> WHAT YOU ARE ASKED TO DO: Copy the rows below word for word, leaving out the pictures.

Collection rows:

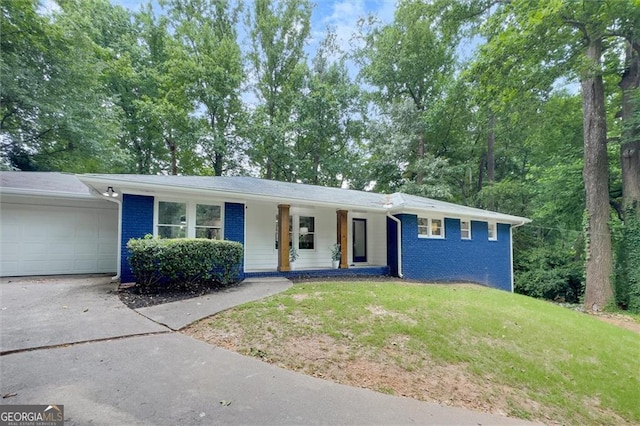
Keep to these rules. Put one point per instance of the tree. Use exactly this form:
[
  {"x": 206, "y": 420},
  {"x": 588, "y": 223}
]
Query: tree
[
  {"x": 328, "y": 121},
  {"x": 410, "y": 63},
  {"x": 278, "y": 33},
  {"x": 54, "y": 113},
  {"x": 205, "y": 64},
  {"x": 544, "y": 40}
]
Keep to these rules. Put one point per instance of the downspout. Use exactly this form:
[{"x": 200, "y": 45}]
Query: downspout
[
  {"x": 399, "y": 242},
  {"x": 511, "y": 248}
]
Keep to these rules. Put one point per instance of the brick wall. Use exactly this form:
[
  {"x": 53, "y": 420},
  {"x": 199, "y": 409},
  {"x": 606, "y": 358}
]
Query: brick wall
[
  {"x": 234, "y": 226},
  {"x": 454, "y": 259},
  {"x": 137, "y": 221},
  {"x": 392, "y": 247}
]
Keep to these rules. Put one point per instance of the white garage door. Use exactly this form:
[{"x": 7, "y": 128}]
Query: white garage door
[{"x": 76, "y": 238}]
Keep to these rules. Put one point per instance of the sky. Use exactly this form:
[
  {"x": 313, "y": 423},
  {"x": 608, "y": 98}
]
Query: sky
[{"x": 341, "y": 15}]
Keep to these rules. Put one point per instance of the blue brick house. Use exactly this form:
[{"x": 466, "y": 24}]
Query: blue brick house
[{"x": 402, "y": 235}]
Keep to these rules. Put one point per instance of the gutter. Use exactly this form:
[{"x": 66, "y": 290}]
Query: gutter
[
  {"x": 399, "y": 243},
  {"x": 516, "y": 225}
]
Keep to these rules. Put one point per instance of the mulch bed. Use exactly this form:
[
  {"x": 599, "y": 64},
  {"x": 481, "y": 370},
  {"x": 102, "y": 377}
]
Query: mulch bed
[{"x": 131, "y": 296}]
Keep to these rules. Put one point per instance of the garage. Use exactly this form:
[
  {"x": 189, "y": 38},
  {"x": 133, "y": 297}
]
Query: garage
[{"x": 50, "y": 224}]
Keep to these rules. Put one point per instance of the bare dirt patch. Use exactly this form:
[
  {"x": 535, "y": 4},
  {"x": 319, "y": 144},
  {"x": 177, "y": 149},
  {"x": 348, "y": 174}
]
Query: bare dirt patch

> ANSWER BELOW:
Keep to these rules. Put one point per instance of the tree. Use exactly this form:
[
  {"x": 206, "y": 420},
  {"x": 588, "y": 223}
]
Query: tree
[
  {"x": 328, "y": 121},
  {"x": 410, "y": 63},
  {"x": 278, "y": 33},
  {"x": 54, "y": 113},
  {"x": 205, "y": 64},
  {"x": 544, "y": 40}
]
Keep to these rules. Put one point per instance of the downspout. Use exactly this form:
[{"x": 200, "y": 45}]
Query: downspout
[
  {"x": 399, "y": 242},
  {"x": 511, "y": 248}
]
Keep to these rules. Put one point per instance of the brick wall. Use exactly this form:
[
  {"x": 53, "y": 420},
  {"x": 199, "y": 409},
  {"x": 606, "y": 358}
]
Query: brick wall
[
  {"x": 234, "y": 226},
  {"x": 454, "y": 259},
  {"x": 137, "y": 221},
  {"x": 392, "y": 247}
]
Keep to these rules. Put one point per instance of the white garage door. Use exactly this form:
[{"x": 7, "y": 128}]
Query: white garage door
[{"x": 76, "y": 238}]
Keep to these rules. Put one point per instance of the sky. Use exactly this form:
[
  {"x": 313, "y": 423},
  {"x": 608, "y": 98}
]
Query: sky
[{"x": 341, "y": 15}]
Keep to these rules. Put one point per instance of the blue brick house. Use exactly this form:
[{"x": 466, "y": 24}]
Query: blue brick house
[{"x": 402, "y": 235}]
Keep to these rules. Put one point per instance of the gutter. Use exactly this form:
[{"x": 66, "y": 290}]
Query: gutter
[
  {"x": 399, "y": 243},
  {"x": 516, "y": 225}
]
Keep to these rules. Put one point per instance of the mulch bed. Use exactly this form:
[
  {"x": 599, "y": 64},
  {"x": 481, "y": 370},
  {"x": 102, "y": 377}
]
Query: mulch bed
[{"x": 131, "y": 296}]
Keep to these rules. Put one point per instance of the garage. Use exactly this form:
[
  {"x": 189, "y": 38},
  {"x": 133, "y": 297}
]
Query: garage
[{"x": 50, "y": 224}]
Keep to these rules. Put one point per instance of the bare dirt patch. Use exactly this form:
[
  {"x": 535, "y": 4},
  {"x": 319, "y": 144},
  {"x": 177, "y": 149},
  {"x": 348, "y": 174}
]
Query: bare dirt patch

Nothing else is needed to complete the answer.